Write out the whole listing exactly as it stands.

— Begin MATERIAL PROVIDED —

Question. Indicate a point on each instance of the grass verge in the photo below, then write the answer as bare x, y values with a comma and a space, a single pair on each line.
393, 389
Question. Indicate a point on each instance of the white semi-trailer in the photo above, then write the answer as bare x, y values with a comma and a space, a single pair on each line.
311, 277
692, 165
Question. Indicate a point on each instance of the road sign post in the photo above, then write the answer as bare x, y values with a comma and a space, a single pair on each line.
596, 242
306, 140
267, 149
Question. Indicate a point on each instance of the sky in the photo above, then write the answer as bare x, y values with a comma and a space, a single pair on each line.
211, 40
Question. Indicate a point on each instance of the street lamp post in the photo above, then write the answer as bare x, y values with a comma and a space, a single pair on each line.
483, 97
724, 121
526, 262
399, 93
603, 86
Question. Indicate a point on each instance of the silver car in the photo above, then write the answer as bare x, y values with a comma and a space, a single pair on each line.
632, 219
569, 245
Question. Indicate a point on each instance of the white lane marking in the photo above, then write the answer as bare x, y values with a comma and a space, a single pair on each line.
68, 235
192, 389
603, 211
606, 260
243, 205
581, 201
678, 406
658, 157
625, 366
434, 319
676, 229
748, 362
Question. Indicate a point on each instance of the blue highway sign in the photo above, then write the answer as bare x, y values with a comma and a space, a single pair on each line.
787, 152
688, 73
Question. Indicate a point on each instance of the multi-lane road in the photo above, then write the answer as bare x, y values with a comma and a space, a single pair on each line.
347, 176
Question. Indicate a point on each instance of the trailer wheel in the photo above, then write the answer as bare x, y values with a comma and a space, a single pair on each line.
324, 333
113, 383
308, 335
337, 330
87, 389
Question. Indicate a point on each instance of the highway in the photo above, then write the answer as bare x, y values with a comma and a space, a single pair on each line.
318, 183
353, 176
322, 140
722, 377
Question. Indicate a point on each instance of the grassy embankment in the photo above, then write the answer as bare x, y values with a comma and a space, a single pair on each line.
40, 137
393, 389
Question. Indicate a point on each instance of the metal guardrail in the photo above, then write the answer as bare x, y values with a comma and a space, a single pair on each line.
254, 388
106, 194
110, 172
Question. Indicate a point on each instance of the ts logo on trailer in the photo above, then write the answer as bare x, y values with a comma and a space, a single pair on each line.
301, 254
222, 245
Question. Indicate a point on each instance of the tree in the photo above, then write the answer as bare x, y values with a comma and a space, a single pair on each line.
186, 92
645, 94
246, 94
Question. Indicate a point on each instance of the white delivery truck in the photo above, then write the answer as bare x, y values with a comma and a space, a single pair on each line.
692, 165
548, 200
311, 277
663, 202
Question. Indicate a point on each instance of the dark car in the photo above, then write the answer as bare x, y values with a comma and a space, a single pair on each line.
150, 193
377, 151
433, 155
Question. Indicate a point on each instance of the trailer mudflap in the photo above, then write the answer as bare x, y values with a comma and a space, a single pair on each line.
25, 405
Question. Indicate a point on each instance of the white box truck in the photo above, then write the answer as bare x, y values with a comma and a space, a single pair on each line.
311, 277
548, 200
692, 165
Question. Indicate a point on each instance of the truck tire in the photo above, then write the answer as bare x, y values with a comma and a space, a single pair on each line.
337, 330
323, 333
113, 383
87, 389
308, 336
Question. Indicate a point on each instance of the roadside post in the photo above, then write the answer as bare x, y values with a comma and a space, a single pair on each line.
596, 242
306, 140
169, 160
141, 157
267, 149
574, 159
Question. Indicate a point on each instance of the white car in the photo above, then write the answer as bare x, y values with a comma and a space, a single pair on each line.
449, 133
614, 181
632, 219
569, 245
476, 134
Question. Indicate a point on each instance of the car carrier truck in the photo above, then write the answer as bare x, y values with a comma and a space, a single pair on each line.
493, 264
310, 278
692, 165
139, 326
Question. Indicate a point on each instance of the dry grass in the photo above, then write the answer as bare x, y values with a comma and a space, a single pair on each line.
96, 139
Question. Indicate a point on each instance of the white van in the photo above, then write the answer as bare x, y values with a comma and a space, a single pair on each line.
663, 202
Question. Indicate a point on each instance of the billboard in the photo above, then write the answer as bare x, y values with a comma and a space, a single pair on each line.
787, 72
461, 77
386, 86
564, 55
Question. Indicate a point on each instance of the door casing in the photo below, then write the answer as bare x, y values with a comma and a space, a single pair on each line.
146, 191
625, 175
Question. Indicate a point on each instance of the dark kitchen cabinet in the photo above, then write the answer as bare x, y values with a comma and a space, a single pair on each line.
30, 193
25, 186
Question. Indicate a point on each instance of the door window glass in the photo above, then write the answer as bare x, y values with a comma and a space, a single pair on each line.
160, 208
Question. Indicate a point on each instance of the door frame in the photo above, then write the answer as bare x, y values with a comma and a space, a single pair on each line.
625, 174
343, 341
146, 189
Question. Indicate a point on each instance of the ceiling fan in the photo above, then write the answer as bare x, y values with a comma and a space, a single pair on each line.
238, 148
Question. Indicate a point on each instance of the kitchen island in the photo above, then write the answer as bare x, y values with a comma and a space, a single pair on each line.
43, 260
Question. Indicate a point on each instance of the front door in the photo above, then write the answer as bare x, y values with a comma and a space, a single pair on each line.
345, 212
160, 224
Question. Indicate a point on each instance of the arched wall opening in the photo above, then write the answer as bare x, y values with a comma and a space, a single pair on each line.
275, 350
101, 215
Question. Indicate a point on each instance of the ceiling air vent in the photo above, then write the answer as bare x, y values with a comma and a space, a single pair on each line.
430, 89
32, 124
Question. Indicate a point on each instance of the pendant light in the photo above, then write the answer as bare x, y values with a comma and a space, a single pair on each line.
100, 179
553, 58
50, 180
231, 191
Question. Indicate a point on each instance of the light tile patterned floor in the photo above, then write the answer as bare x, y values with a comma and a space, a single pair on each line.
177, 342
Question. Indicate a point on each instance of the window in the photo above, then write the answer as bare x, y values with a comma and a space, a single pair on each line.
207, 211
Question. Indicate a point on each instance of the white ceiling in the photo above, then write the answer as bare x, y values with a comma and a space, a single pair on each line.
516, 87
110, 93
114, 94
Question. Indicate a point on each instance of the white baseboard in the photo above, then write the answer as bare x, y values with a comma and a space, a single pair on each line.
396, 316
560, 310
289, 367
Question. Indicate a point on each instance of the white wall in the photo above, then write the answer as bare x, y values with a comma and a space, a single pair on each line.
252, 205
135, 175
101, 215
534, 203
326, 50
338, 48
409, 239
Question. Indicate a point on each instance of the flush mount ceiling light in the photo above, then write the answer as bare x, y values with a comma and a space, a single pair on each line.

— End MATERIAL PROVIDED —

• **TASK RESULT**:
Question. Indicate a point on each instance of the grass verge in the photo below, then write the answer as bare x, y values with a comma and a space, a single pair on each line.
393, 389
Question. Indicate a point on each instance of the white semi-trailer in the photo above, then write the answer as bare x, y values with a comma and a space, a single pair on each line.
311, 277
692, 165
Question. Indicate a point on each instance of the road sign post in the photo above, then write the answer as bare x, y values with a comma and a space, a single pair on each line.
596, 242
306, 140
267, 149
Question. Indicate a point on each instance of the sky in the photo above, then write the answer as bare x, y values with a comma and a space, a single pair on each line.
211, 40
Question. Indicate a point on each instance of the street lamp post in the photo above, then write the answer as bare x, y values with a comma and a space, a single pair on each line.
483, 97
724, 121
526, 262
399, 93
603, 86
Question. Indicate a point on each instance of the silver car in the photo above, then write the answer as bare x, y values with a comma and a space, a single pair on each line.
632, 219
569, 245
Question. Indicate a point on each instance of the white lane marking in the photo above, then write the answer as bare x, y values with a comma and a space, a single pair on each line.
68, 235
192, 389
603, 211
606, 260
243, 205
581, 201
678, 406
658, 157
625, 366
434, 319
676, 229
748, 362
Question. Indicate a point on each instance of the blue highway sign in the photo above, then write the answer as bare x, y values with a comma and a space, a single pair on each line.
787, 152
688, 73
Question. Indicate a point on each instance of the multi-lane road in the photo above, then write the answer as bare x, y values with a comma and a space, a single pair on each line.
347, 176
Question. Indicate a point on each instance of the trailer wheel in the photo above, then write the answer as bare x, y values with a comma and a space, a single pair on each line.
324, 333
113, 383
308, 335
337, 330
87, 389
Question. Indicate a point on each instance of the highway in the photo above, then write the answer as bare x, y values with a comma and a space, a single pair on each line.
318, 183
353, 176
322, 140
722, 377
Question. Indicate a point on each instance of the grassy embankment in the photo above, then write the answer as bare x, y values with a comma and a space, a single pair on each line.
40, 137
393, 389
Question. Indicate a point on each instance of the metal guardrail in the photo above, then write the answer as bare x, y values with a comma and a space, a single pair on each line.
254, 388
106, 194
110, 172
Question. Indicate a point on each instance of the ts logo on trailer in the photo above, then write the answer as bare x, y values with a comma and a space, a single pair on each line.
301, 254
222, 245
Question. Indicate a point on each instance of the tree in the photo above, then write the answer as bare x, y values with a comma and a space, a single pair on each line.
186, 92
645, 94
246, 94
Question. Indicate a point on each instance of the white delivery truck in the photo above, then write the answer as bare x, y values with a comma and a space, a single pair on each line.
692, 165
548, 200
311, 277
663, 202
Question. Indicate a point on each instance of the dark car in the photo above, then write the answer as bare x, y values with a comma and a space, a single pair on each line.
150, 193
377, 151
433, 155
Question. Indicate a point on each instance of the trailer mudflap in the photo above, then write the answer as bare x, y values with a comma and a space, a single pair on each line.
25, 405
Question. Indicate a point on each instance of the white box truck in the photo above, then write the answer as bare x, y values with a comma and a space, a single pair on each line.
311, 277
548, 200
692, 165
Question. Indicate a point on each instance of the truck tire in the photo above, then write the answer as bare x, y values with a comma and a space, a single pair on each line.
337, 330
323, 333
113, 383
87, 389
308, 336
Question. Indicate a point on each instance of the roadside post in the photo above, then write the answer as bare x, y values with a comma and a space, a single pair on each line.
596, 242
306, 140
169, 160
141, 157
267, 149
574, 159
Question. Indicate a point on each instance of the white car in the photo above, then write the answer as bare x, y values with a comma and a space, a single pair on each line.
449, 133
614, 181
632, 219
569, 245
476, 134
Question. Indicate a point on each instance of the car carrier truck in the photo above, then write the answer as bare x, y values with a comma and a space, a single pair on each line.
493, 264
310, 278
692, 165
139, 326
Question. Indicate a point on each instance of the dry grass in the photo above, then write the answer as bare x, y values with a comma and a space, a single pair on each line.
96, 139
Question. Indicate a point on each instance of the white van in the photo above, then write the answer as bare x, y values with a comma and a space, a single pair on each line.
663, 202
Question. Indicate a point on each instance of the billboard in the photo above, then write the answer as bare x, y values with a comma and a space, a single pair on each line.
787, 72
461, 77
386, 86
564, 55
Question. Indicate a point on each instance of the door casing in the photo below, then write the answer as bare x, y values with a comma and a space, a single pair on each line.
146, 191
625, 175
Question. Indicate a point on each instance of the dark kitchen cabinet in the photo above, then write the answer as bare x, y values with a comma and a space, a single pair on each line.
30, 193
25, 186
Question. Indicate a point on each instance of the door window glass in the photo above, then write the answer as bare x, y values with a comma and a space, a single pair on each line.
160, 208
Question. Indicate a point on each instance of the door frame in the photo above, then write the answer as bare x, y values with a comma and a space, a single pair on each line.
625, 174
343, 341
146, 189
Question. Indicate a point on each instance of the ceiling fan in the photo above, then write the answer as bare x, y values with a comma and a space, a single pair on each line.
238, 148
Question. Indicate a point on each instance of the kitchen island in the photo above, then write the answer as bare x, y values with a comma and a space, a single pair on each line.
43, 260
Question. Indicate a point on each instance of the front door in the photo above, then write the answer as bare x, y values with a comma and a space, a single pair on each line.
345, 212
160, 224
Question. Indicate a point on each instance of the arched wall opening in the photo above, then write the answer as bare x, y values with a comma and a space, a single pair on each line.
275, 350
101, 215
Question. Indicate a point on each instance of the ceiling air vent in the photo above, then write the answer as bare x, y values with a comma and a space, a single pair on each line.
430, 89
32, 124
Question. Indicate a point on each instance of the pendant light in the photo above, then write the answer as bare x, y values with a comma and a space, a single pair on each line.
100, 179
553, 58
50, 180
231, 191
Question. Indicate a point on each instance of the light tile patterned floor in the photo above, then write the answer as bare x, y values with a comma and a space, a single pair on each line.
177, 342
Question. Indicate a point on each instance of the window in the photo above, then write the answer as bare x, y values with a comma and a space, a single pair on each line.
207, 211
Question. Indicate a point on each instance of the white ceiling in the photo above, then write the answer as bare x, y values with a comma and a space, a single pair on each line.
516, 87
110, 93
114, 94
Question. Indicate a point on each instance of the white baseboard in the photo above, then write the answer as bare x, y values with a comma and a space, a single pair on each line.
396, 316
560, 310
289, 367
Question. Indicate a point on each instance of the white wall in the photo above, then write the answer as bare x, y values with a comma and a space, a single pair on each line.
252, 205
135, 175
101, 215
534, 203
326, 50
338, 48
409, 239
Question. Indicate a point on each instance of the flush mount ceiling light in the photo above, then write the answer as bare x, y values with a comma and a space, a single pair on each line.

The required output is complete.